#### [The problem]
Which rows below contain the word "green"? Pull out each of them and copy it in full.

====

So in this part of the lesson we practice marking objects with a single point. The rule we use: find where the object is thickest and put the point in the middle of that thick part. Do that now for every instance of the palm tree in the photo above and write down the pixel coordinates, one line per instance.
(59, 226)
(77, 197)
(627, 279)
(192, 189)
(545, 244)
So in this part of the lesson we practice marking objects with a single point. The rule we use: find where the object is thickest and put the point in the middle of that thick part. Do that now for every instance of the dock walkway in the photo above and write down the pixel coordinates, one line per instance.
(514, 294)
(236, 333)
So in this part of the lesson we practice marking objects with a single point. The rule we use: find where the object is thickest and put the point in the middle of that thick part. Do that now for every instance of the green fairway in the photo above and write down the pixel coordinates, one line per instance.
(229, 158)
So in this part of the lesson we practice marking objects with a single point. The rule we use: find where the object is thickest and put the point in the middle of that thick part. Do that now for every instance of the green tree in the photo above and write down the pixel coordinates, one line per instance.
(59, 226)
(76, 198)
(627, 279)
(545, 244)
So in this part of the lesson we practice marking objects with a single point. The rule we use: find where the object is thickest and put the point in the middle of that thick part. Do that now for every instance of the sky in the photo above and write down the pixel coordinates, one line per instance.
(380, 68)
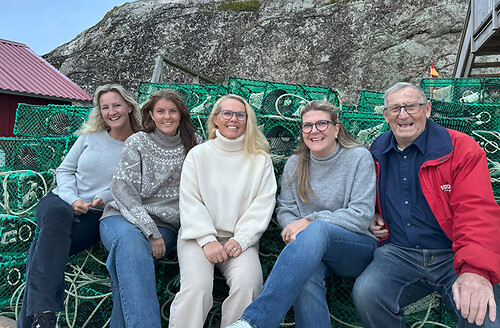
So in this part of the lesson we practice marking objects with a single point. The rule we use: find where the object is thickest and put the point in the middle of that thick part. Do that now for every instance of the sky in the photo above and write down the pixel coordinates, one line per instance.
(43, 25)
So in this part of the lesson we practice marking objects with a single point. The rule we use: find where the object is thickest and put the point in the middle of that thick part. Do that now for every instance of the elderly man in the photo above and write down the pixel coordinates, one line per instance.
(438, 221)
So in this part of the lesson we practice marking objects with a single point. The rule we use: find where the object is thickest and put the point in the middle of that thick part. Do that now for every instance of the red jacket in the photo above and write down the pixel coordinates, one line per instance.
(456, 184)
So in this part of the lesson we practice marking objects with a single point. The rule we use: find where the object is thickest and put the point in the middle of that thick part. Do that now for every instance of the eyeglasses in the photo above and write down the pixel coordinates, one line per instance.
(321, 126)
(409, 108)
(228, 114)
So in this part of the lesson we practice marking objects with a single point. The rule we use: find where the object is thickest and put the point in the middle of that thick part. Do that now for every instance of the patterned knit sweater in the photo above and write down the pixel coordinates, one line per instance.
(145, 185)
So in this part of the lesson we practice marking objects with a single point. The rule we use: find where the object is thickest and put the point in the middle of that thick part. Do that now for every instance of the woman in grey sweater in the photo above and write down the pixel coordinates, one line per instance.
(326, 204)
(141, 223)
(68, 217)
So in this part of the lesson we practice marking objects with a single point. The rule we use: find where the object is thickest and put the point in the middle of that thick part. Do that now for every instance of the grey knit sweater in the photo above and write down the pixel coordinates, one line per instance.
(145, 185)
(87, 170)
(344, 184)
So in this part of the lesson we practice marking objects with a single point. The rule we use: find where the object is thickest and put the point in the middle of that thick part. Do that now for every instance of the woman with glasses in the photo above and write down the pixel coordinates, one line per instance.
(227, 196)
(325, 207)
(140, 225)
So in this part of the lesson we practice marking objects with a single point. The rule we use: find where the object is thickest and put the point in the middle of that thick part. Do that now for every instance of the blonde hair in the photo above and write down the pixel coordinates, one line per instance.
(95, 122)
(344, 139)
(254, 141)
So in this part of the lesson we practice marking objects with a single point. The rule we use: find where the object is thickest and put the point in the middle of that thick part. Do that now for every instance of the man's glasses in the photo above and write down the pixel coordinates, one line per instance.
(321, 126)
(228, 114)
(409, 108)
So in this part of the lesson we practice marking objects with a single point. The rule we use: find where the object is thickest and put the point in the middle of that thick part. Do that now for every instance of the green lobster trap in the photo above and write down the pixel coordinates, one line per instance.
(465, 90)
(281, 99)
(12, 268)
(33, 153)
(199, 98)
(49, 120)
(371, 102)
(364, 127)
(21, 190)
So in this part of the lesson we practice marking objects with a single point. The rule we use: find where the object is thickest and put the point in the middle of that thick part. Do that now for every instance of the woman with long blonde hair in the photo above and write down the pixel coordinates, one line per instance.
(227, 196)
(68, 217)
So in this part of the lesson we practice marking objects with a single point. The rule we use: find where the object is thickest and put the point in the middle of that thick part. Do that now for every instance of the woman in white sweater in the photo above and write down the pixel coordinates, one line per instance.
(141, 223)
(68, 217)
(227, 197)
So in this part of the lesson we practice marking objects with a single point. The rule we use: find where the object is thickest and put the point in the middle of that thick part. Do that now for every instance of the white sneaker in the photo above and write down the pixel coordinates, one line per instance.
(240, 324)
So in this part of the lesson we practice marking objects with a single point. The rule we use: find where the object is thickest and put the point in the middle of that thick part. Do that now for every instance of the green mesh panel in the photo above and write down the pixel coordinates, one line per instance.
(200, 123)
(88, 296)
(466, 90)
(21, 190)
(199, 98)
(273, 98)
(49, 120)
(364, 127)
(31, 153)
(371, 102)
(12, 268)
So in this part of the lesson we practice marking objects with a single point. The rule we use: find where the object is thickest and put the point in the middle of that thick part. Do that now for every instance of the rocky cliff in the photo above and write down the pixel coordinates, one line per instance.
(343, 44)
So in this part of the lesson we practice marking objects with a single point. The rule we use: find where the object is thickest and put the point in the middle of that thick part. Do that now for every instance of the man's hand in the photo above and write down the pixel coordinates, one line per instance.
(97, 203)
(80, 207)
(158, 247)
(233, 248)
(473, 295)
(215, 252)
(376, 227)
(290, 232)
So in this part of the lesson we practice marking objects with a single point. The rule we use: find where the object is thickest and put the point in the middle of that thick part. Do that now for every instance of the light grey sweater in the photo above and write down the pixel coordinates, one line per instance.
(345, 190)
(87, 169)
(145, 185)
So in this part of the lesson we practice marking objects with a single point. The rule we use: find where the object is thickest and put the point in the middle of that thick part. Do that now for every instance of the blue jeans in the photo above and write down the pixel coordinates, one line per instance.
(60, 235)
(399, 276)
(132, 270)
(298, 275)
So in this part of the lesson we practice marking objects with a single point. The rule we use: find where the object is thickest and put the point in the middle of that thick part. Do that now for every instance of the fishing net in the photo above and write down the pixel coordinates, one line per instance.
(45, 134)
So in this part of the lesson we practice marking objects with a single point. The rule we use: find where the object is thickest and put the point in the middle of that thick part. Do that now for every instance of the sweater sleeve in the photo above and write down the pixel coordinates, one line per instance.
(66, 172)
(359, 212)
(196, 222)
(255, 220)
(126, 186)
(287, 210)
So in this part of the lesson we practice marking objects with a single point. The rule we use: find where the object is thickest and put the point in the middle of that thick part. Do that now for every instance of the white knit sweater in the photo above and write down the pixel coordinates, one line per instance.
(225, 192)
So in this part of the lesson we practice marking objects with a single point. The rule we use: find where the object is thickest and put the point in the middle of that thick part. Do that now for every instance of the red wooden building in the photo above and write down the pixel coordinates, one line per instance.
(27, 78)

====

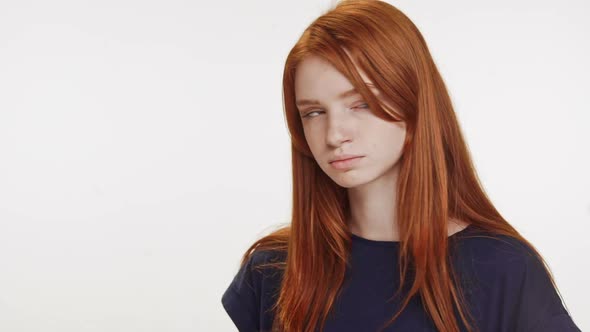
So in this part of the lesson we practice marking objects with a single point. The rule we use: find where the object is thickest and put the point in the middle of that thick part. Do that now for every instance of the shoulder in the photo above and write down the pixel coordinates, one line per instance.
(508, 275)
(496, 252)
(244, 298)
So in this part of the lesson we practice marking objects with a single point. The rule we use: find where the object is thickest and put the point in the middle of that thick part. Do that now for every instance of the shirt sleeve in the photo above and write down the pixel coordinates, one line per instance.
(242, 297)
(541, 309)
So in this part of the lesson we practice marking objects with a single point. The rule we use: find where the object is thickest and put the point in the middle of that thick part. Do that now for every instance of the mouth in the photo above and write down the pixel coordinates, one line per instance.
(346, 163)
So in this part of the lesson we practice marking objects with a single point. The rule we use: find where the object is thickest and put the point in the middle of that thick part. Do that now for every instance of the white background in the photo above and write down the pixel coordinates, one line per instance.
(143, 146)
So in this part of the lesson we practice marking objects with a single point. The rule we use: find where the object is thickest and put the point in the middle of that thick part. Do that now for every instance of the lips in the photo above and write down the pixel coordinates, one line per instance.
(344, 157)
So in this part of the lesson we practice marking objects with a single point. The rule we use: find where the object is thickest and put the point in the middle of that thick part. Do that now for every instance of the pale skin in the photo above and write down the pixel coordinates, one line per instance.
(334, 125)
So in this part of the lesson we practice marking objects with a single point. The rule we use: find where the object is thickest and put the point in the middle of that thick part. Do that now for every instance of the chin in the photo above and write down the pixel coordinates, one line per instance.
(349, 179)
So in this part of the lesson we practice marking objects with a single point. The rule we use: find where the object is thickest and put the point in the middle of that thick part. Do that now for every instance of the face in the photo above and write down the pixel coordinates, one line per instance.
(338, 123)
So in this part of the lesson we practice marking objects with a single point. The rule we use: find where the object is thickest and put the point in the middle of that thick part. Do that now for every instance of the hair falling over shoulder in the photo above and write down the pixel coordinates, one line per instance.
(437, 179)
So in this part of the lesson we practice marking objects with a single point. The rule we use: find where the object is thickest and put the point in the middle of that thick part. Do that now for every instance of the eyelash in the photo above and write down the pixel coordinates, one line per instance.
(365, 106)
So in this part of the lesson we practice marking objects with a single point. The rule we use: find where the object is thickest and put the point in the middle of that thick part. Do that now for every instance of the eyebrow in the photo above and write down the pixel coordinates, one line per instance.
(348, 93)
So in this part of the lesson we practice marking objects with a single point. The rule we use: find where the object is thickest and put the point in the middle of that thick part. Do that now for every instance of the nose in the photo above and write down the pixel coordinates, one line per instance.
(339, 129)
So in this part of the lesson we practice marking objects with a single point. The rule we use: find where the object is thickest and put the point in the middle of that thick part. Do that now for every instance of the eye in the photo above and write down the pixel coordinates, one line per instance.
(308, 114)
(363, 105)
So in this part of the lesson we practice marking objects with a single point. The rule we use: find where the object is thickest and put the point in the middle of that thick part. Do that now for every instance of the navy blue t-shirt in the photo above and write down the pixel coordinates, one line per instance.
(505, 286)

====

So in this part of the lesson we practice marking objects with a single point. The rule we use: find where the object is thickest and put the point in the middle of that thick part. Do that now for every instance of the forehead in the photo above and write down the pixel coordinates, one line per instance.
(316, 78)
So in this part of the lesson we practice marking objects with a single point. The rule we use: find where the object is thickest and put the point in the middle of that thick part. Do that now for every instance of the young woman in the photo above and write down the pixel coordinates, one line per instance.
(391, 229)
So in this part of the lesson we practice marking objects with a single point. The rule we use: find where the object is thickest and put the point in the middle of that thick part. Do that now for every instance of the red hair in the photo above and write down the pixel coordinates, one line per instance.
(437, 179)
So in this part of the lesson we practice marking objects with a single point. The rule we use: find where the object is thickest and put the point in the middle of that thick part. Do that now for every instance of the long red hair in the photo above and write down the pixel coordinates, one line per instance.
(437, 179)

====

#### [Answer for the task]
So in this part of the lesson we practice marking objects with a single point. The rule we use: find where the object is thickest and put the point in the middle of that thick part. Do that now for every instance of the green fairway in the photo above and write down the pixel coordinates, one line per instance.
So in this part of the lesson we practice marking objects with a single point. The rule we use: find where the object is thickest and put the point in the middle of that thick part. Do that now for every instance of the green tree in the photo above and write down the pixel coordinates, one line per instance.
So in this part of the lesson we practice marking objects with a single point. The rule we use: find where the object is thickest and put the point in the middle of that thick part. Do that now for every instance of the green lobster trap in the photo above and write down the pixel coordinates, one line per instance.
So in this part of the lesson we practice marking objects with a single point. The rule we use: find where the object is thickest and put the point in the middle of that thick part. Do that now for every instance of the green mesh panel in the photo above and write down the pixel coordinates, one line per instance.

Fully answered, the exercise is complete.